■ TEXTO:
####

3ª Daí que, a não inquirição daquelas testemunhas, inquine a douta sentença, a qual padece de erro de julgamento, sendo que o Tribunal “a quo” violou o disposto nos art.s 90º, n.s 1 e 2 e 91º, n.s 1 e 2, do CPTA, em vigor à data (Lei 15/2002, de 22 de Fevereiro e Rectificação N.º 17/2002, de 06 de Abril), o que confere à douta sentença, a nulidade prevista no art.º 615º, n.º 1, al. d), do CPC, o que aqui, expressamente se argui para os legais efeitos, aplicável “ex vi” do art.º 1º, do CPTA.
4ª Dispõem os supra citados artigos, 90º, n.s 1 e 2 e 91º, n.s 1 e 2, do CPTA, em vigor à data (Lei 15/2002, de 22 de Fevereiro e Rectificação N.º 17/2002, de 06 de Abril) que nos permitimos transcrever:
“Artigo 90º
Instrução do Processo
1- No caso de não poder conhecer do mérito da causa no despacho saneador, o juiz ou relator pode ordenar as diligências de prova que considere necessárias para o apuramento da verdade.

####

■ TAREFAS:
a: Segundo o excerto do recurso judicial, em que disposição do CPC está prevista a nulidade atribuída à sentença?
b: Enumere todos os diplomas legais mencionados no excerto do recurso judicial, tal como nele são identificados.
c: Escreva a continuação do excerto do recurso judicial a partir da última frase apresentada.

■ Entradas de anotação de regiões:

####

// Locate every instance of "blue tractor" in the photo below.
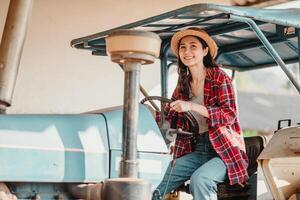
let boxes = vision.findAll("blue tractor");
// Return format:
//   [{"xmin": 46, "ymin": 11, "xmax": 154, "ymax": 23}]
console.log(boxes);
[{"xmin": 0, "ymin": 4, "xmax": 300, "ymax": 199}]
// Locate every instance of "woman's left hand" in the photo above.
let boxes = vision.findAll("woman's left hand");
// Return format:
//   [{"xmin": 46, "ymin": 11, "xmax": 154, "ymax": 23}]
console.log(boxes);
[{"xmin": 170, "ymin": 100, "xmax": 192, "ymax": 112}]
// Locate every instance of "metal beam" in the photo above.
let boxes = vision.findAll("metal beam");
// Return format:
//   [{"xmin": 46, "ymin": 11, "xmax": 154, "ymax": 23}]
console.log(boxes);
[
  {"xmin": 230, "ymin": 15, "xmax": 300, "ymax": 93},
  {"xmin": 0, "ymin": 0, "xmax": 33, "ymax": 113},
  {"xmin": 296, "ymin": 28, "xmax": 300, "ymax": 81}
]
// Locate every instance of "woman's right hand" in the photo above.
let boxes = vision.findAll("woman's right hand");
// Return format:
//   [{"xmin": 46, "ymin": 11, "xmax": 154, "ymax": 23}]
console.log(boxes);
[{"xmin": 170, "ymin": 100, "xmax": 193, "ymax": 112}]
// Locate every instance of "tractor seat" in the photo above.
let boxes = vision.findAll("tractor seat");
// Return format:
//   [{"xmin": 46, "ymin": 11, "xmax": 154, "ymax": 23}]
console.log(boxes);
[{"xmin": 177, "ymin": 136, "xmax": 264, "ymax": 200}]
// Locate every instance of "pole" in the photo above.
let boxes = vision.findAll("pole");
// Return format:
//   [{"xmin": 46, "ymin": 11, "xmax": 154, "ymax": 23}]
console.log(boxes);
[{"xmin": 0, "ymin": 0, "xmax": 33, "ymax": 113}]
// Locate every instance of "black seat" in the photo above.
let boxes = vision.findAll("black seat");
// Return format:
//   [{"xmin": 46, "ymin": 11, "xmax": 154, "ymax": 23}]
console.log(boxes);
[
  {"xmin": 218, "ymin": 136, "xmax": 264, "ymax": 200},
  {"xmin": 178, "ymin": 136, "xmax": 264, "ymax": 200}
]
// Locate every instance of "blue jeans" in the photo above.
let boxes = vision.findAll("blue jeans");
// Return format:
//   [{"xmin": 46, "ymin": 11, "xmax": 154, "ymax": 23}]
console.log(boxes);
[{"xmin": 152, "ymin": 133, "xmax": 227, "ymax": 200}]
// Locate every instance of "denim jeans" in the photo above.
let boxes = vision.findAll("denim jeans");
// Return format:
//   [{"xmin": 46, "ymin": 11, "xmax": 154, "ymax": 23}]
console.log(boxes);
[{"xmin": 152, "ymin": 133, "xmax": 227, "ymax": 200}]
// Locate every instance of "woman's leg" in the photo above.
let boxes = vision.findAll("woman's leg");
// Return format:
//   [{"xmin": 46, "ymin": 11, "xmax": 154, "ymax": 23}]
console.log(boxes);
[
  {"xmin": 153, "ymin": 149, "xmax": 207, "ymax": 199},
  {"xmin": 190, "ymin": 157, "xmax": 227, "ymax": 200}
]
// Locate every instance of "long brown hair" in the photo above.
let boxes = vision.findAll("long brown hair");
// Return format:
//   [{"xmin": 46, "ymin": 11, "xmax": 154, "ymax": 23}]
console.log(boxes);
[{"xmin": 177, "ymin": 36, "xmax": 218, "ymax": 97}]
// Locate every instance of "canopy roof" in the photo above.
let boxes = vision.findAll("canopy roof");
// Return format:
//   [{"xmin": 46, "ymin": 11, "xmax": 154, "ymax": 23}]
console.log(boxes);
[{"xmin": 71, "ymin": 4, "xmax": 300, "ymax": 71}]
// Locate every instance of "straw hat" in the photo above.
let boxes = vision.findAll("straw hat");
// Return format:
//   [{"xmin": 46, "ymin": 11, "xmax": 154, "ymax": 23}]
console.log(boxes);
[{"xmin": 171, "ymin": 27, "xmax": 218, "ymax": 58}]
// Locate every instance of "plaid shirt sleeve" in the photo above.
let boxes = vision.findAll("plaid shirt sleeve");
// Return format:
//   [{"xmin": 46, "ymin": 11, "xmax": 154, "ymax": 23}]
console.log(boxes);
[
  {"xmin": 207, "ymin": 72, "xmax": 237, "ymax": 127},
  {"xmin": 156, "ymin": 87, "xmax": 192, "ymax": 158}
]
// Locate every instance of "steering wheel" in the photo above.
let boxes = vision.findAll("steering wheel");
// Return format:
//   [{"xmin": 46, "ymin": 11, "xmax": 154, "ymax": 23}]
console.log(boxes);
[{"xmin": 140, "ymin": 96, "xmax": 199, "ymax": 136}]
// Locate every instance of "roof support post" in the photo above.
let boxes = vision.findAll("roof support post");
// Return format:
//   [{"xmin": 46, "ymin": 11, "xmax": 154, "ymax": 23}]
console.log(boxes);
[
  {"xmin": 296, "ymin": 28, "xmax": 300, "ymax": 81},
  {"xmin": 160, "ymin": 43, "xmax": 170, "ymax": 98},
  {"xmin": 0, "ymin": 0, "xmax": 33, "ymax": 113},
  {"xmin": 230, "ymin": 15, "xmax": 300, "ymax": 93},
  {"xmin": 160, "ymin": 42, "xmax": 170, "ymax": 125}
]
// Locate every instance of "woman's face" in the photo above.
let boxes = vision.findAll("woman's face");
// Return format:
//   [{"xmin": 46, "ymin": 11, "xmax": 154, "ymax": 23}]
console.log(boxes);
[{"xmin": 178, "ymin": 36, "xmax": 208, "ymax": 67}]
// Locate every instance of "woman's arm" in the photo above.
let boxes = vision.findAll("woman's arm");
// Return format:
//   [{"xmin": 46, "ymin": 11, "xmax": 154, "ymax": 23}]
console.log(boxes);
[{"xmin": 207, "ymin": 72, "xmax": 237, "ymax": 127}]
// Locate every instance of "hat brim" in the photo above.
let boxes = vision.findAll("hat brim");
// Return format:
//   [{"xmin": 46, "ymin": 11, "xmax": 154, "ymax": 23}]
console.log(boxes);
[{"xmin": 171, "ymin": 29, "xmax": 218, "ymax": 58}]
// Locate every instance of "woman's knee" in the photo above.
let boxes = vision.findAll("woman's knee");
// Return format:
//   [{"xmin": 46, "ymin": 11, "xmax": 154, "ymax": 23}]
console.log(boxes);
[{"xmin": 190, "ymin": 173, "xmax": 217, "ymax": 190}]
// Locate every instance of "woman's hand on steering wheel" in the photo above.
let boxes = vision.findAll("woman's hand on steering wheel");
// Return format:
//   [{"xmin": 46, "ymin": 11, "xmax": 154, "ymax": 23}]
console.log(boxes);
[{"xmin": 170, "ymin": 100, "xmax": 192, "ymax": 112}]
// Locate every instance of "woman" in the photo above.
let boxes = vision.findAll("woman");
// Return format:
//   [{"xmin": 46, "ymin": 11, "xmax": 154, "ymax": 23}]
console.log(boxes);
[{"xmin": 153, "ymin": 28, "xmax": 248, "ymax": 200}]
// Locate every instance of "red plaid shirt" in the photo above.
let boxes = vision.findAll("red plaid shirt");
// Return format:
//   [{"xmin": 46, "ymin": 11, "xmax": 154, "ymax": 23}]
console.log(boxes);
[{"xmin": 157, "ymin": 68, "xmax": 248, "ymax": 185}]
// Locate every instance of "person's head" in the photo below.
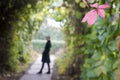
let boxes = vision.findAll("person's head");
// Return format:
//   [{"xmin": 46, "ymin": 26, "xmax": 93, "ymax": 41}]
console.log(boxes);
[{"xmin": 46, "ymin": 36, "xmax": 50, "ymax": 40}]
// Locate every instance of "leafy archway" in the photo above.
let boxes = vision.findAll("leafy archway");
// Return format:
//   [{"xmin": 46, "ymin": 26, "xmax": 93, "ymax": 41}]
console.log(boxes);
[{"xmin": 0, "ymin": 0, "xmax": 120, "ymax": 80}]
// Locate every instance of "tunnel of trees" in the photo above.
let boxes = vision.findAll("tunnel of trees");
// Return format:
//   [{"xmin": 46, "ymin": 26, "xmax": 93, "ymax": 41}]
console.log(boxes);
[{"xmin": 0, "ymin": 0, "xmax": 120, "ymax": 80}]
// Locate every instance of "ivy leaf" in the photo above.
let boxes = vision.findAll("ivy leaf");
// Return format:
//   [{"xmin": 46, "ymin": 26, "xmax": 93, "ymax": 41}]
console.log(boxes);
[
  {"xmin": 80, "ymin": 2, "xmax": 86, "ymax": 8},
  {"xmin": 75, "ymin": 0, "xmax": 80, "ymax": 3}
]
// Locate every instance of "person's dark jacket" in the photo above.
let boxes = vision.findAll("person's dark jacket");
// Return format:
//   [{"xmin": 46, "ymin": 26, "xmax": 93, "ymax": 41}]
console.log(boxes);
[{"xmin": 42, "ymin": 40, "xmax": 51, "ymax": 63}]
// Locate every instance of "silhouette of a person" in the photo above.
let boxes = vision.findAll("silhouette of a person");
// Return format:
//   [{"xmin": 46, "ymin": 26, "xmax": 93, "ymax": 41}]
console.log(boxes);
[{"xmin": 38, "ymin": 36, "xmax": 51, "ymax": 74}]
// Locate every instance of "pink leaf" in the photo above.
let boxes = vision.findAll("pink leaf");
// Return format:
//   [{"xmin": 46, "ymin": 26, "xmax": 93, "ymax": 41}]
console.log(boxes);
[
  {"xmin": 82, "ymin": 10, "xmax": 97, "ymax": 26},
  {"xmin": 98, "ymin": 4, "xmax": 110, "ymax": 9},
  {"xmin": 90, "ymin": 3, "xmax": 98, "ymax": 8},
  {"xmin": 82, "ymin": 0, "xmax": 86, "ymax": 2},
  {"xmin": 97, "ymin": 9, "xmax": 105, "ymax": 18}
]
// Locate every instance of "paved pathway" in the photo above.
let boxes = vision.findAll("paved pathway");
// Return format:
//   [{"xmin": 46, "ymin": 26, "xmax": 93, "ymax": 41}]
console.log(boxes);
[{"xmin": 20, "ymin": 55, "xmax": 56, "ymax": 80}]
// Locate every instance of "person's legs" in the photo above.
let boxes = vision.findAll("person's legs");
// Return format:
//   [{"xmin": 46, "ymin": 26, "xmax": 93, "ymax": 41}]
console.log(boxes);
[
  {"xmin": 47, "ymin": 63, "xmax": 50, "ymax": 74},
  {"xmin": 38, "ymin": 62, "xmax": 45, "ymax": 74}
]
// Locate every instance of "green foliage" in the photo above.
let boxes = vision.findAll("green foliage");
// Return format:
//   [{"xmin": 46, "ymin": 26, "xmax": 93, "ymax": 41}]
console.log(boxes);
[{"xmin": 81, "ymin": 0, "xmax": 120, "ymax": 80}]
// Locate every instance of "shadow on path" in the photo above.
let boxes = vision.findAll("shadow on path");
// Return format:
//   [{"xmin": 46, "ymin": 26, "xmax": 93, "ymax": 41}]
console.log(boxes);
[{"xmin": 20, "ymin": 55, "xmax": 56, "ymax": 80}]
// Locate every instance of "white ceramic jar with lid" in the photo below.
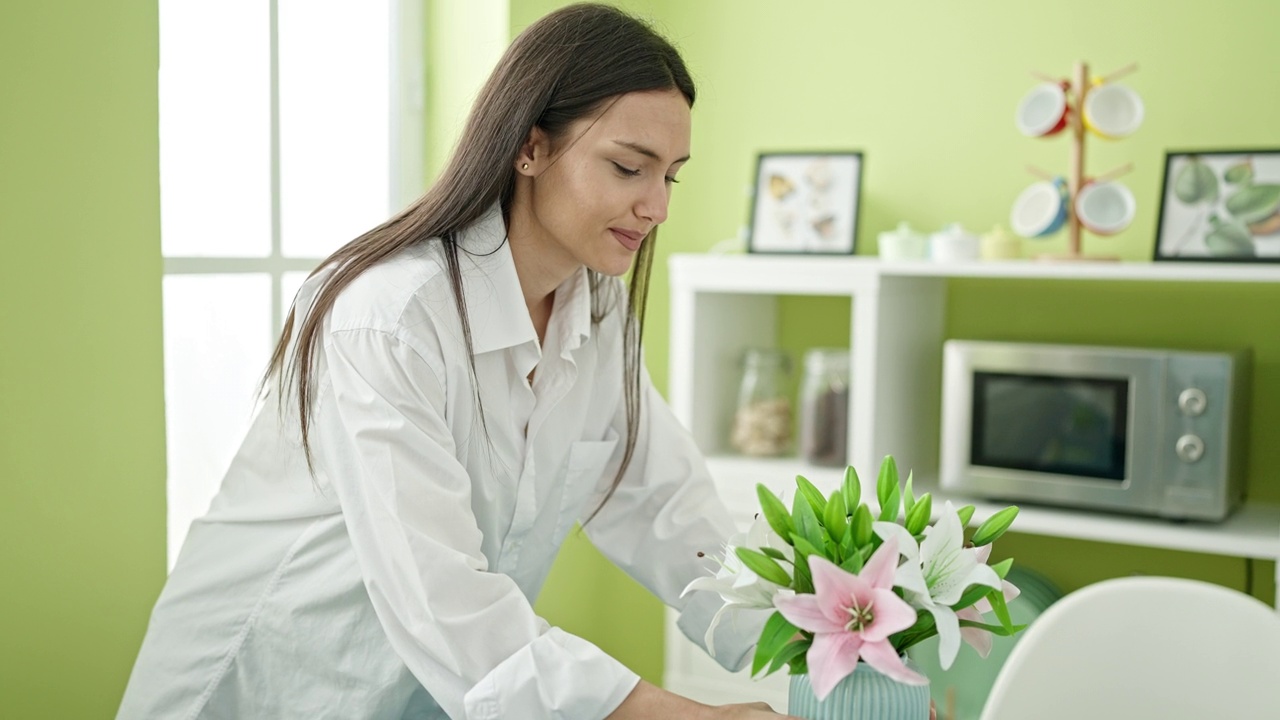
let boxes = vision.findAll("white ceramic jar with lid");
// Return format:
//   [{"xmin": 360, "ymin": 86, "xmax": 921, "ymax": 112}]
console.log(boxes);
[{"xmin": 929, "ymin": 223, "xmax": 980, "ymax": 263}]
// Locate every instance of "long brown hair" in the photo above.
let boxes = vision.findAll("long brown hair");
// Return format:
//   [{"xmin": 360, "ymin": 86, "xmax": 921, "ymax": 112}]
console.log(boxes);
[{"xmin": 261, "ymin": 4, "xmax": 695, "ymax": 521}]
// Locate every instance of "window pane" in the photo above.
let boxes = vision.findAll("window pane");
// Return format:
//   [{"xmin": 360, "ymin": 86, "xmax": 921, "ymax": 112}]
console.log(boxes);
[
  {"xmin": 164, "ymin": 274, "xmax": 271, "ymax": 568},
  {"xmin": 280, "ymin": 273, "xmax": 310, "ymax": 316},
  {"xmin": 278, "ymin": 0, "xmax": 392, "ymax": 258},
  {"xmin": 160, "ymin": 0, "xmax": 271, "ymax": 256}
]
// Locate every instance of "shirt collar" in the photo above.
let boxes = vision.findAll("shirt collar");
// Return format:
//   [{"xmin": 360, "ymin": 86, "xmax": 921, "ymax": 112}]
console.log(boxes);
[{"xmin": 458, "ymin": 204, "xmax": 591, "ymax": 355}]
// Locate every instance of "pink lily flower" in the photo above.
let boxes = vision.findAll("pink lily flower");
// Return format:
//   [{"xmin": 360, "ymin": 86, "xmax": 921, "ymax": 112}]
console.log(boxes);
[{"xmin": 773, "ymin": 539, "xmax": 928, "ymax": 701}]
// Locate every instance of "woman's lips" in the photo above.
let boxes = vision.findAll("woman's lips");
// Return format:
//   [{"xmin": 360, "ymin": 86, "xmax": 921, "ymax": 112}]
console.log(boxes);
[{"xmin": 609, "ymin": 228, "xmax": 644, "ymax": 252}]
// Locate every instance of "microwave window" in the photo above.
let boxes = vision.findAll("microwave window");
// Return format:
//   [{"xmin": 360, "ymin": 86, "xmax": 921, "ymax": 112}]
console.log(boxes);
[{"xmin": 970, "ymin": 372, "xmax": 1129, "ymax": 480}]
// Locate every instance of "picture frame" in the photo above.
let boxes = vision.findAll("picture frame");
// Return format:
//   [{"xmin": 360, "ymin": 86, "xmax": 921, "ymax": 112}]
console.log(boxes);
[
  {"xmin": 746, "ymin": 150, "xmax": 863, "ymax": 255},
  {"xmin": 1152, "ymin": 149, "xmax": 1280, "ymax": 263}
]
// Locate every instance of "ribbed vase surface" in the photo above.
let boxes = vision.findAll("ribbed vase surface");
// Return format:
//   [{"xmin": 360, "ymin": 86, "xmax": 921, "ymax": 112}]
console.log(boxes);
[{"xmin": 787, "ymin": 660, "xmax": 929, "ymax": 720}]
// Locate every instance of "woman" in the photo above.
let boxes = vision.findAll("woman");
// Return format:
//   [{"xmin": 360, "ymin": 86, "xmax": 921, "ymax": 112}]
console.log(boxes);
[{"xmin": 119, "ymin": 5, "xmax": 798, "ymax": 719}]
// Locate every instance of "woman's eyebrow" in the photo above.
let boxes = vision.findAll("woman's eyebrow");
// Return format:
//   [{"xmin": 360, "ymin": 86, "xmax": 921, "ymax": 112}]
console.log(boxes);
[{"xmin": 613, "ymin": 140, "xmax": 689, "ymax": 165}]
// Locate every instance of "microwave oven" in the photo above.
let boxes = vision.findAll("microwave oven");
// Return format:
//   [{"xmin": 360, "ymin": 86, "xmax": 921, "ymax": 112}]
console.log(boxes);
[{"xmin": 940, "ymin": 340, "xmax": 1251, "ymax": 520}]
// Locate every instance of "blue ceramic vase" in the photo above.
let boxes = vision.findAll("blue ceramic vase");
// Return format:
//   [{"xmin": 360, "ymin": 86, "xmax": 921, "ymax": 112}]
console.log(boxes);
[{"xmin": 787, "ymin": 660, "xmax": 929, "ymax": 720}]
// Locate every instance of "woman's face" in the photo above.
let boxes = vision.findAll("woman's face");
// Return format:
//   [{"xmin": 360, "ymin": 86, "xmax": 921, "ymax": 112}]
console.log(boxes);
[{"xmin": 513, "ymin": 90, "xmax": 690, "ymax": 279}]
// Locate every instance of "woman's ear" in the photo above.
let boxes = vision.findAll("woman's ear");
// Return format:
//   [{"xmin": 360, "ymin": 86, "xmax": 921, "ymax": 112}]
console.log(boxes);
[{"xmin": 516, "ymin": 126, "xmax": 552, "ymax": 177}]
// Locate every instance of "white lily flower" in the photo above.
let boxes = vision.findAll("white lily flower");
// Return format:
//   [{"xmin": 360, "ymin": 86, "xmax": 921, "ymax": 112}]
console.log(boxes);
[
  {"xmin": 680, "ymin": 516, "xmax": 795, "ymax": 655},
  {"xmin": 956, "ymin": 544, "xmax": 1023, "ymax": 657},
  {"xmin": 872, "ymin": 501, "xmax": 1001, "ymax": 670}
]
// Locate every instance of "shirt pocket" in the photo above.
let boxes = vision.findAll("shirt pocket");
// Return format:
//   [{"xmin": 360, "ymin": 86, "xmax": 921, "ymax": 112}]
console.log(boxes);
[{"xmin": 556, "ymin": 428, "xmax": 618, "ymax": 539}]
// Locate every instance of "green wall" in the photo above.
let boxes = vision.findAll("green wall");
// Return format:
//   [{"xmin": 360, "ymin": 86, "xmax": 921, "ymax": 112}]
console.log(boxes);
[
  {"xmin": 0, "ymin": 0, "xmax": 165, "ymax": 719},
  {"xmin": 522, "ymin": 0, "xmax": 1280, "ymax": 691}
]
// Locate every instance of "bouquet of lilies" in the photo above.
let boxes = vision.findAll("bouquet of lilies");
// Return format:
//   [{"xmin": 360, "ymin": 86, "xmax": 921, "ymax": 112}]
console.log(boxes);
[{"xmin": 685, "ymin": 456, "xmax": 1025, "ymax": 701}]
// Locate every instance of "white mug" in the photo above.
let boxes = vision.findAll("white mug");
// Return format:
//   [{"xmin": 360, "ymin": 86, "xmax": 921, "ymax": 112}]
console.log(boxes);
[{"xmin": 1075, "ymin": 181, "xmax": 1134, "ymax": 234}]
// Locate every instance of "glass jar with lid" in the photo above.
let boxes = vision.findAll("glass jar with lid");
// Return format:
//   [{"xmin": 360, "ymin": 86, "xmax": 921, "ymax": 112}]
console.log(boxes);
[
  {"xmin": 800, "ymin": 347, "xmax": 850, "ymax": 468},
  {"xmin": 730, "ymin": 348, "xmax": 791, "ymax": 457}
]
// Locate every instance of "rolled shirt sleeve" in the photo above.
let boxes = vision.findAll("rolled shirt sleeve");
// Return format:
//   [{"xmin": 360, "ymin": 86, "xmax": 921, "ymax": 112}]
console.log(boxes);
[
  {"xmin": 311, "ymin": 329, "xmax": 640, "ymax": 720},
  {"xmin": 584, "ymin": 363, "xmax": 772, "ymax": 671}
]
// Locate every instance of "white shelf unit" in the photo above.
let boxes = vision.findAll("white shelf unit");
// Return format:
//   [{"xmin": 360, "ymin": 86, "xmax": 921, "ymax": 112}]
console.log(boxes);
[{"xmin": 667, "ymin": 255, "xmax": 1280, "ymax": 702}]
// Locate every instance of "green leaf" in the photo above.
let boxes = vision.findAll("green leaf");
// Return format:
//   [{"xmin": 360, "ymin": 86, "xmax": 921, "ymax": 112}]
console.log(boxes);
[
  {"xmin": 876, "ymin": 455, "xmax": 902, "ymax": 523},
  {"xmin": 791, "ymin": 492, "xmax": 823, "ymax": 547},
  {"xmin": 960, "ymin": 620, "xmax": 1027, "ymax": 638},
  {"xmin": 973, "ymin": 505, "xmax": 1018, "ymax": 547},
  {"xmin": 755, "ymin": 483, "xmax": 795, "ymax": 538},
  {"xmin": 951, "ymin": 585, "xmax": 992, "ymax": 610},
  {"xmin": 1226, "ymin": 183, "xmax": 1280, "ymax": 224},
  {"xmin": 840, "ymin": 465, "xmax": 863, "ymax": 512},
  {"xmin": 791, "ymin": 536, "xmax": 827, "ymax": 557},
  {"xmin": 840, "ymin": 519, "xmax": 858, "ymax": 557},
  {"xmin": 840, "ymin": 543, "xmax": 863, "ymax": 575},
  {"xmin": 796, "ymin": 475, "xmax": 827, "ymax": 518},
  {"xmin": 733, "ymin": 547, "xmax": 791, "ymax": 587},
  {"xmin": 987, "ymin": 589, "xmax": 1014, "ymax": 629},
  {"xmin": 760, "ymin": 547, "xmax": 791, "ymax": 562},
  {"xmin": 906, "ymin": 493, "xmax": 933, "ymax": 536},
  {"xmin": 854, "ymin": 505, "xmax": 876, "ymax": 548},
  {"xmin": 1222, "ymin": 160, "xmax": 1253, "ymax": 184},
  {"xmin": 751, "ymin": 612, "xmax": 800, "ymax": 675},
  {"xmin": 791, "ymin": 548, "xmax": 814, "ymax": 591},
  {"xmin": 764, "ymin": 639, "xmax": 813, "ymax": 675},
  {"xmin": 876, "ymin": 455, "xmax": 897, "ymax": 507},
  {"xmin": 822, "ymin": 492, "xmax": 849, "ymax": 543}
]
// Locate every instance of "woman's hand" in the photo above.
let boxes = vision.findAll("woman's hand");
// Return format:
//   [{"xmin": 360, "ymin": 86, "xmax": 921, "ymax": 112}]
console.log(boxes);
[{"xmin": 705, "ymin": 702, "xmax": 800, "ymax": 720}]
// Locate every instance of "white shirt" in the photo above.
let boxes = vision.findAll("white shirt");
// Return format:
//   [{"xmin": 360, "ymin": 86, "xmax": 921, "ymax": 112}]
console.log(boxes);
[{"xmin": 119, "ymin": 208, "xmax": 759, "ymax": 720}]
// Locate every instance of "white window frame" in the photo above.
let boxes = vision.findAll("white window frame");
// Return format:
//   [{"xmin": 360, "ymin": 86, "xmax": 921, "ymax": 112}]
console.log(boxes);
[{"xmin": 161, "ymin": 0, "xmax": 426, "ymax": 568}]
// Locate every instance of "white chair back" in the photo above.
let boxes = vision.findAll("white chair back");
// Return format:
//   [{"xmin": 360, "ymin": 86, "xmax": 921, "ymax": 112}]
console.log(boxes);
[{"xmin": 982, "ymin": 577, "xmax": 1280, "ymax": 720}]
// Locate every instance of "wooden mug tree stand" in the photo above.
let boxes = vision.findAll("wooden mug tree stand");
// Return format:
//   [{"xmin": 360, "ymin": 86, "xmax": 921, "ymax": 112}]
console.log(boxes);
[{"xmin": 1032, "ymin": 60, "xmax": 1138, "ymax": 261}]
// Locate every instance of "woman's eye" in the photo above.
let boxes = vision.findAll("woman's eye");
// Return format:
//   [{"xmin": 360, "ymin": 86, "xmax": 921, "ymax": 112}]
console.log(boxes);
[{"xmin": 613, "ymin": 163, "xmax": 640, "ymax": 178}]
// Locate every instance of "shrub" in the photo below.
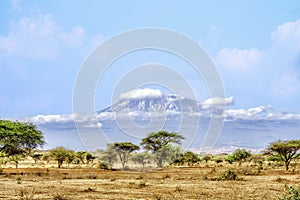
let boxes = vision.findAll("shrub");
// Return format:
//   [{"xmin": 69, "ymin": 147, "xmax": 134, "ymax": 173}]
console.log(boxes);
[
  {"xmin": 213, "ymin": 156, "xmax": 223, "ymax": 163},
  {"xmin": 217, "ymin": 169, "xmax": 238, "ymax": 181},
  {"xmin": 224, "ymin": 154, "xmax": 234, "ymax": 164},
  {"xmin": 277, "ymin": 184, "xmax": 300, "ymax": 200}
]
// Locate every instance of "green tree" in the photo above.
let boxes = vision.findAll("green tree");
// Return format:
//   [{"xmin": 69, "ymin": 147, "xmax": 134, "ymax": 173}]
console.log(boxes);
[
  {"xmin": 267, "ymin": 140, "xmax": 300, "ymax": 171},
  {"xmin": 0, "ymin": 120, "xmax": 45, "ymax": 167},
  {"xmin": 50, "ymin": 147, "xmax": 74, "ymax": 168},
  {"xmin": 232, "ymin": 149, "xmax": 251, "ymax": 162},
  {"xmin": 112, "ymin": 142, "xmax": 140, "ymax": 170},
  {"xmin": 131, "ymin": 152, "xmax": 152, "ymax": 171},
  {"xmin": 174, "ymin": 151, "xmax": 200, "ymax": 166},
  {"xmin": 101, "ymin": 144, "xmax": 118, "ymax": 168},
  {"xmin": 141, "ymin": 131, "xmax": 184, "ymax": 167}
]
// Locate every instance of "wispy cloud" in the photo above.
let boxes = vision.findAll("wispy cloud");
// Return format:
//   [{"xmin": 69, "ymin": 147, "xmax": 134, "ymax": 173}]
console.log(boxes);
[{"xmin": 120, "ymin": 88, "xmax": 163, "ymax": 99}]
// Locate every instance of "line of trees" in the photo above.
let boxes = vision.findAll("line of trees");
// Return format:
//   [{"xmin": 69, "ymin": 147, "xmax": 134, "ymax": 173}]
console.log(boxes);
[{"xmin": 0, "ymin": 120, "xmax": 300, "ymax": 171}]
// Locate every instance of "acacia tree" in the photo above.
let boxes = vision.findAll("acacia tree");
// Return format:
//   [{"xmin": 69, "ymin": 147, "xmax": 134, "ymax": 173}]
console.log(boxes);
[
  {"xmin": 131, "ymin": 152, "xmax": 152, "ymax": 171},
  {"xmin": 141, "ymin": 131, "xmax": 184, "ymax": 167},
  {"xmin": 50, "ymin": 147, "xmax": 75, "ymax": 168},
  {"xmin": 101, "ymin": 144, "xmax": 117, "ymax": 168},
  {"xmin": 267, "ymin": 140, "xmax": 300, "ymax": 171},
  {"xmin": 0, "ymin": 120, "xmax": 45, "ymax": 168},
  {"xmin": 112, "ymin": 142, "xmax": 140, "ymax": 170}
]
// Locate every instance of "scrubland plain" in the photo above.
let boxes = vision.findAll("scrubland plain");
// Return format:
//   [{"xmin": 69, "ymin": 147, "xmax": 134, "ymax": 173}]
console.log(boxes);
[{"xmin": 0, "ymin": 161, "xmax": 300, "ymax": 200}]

####

■ RESPOSTAS FINAIS:
a: No art.º 615º, n.º 1, al. d), do CPC.

b:
- CPTA
- Lei 15/2002, de 22 de Fevereiro
- Rectificação N.º 17/2002, de 06 de Abril
- CPC

c:
2- O juiz ou relator pode indeferir, mediante despacho fundamentado, requerimentos dirigidos à produção da prova sobre certos factos ou recusar a utilização de certos meios de prova quando o considere claramente desnecessário, sendo, quanto ao mais, aplicável o disposto na lei processual civil no que se refere à produção da prova.
(...)
Artigo 91º
Discussão da matéria de facto e alegações facultativas
1- Finda a produção de prova, quando tenha lugar, pode o juiz ou relator, sempre que a complexidade da matéria o justifique, ordenar oficiosamente a realização de uma audiência pública destinada à discussão oral da matéria de facto.
2- A audiência pública a que se refere o número anterior pode ter também lugar a requerimento de qualquer das partes, podendo, no entanto, o juiz recusar a sua realização, mediante despacho fundamentado, quando entenda que ela não se justifica por a matéria de facto, documentalmente fixada, não ser controvertida.” (negrito nosso).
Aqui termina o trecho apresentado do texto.